TASK DESCRIPTION: Treat the line containing "Where in this photo can the green leaf" as the first line of the answer and the last line of the data as its final line, reproducing every line between exactly.

DATA FOR PROCESSING:
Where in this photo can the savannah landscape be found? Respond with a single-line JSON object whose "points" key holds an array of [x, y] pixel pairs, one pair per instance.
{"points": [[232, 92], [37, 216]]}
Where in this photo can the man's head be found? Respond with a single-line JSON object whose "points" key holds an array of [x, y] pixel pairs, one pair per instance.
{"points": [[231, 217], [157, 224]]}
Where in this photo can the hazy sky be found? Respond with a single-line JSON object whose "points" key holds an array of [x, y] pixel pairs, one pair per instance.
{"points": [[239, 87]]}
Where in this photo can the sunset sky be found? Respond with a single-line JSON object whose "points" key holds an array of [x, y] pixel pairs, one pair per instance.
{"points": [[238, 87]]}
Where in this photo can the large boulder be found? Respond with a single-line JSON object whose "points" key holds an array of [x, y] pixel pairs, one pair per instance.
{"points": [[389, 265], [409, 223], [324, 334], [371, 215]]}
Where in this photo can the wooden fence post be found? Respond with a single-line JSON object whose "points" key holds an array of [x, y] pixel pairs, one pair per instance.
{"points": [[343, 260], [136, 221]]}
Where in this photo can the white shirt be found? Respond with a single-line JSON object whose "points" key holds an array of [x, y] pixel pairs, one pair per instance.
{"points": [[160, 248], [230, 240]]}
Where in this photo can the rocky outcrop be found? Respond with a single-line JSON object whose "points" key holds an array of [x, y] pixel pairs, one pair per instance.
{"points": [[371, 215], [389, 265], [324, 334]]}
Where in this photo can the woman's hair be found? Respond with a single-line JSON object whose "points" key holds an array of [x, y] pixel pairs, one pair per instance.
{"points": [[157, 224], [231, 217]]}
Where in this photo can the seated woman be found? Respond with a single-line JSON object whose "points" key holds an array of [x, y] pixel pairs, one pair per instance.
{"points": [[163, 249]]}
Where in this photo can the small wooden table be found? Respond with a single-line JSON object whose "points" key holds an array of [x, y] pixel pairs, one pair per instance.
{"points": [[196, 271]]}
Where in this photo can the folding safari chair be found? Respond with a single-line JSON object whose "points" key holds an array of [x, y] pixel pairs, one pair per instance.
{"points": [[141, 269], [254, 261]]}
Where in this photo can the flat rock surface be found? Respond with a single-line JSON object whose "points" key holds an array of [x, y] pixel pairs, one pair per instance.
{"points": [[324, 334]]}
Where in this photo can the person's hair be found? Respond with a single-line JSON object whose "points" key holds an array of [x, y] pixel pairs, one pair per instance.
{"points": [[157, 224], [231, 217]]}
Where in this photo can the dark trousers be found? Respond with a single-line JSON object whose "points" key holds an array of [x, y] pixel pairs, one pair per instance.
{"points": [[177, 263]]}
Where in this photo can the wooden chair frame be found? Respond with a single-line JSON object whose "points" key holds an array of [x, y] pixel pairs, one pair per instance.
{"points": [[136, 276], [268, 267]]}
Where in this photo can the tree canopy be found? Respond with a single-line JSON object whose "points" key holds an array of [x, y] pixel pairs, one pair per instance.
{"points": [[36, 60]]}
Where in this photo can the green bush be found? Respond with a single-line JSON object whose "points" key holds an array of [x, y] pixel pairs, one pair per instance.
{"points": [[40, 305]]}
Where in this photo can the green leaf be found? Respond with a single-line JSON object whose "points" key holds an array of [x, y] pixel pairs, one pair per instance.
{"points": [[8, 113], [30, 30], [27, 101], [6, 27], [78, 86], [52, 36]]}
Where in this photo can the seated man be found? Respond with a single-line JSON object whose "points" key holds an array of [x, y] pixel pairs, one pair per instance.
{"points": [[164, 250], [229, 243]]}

ANSWER BOX:
Where in this photo can the green leaf be found? Respond with a single-line JSON object whose "points" key holds an array of [x, y] pixel pairs, one pair per instance.
{"points": [[8, 113], [30, 30], [27, 101], [6, 27], [78, 86], [52, 36]]}
Where in this photo can the seated man be found? Respond with a single-line JSON object whose "points" key holds an array of [x, y] pixel pairs, one pair per instance.
{"points": [[164, 250], [229, 243]]}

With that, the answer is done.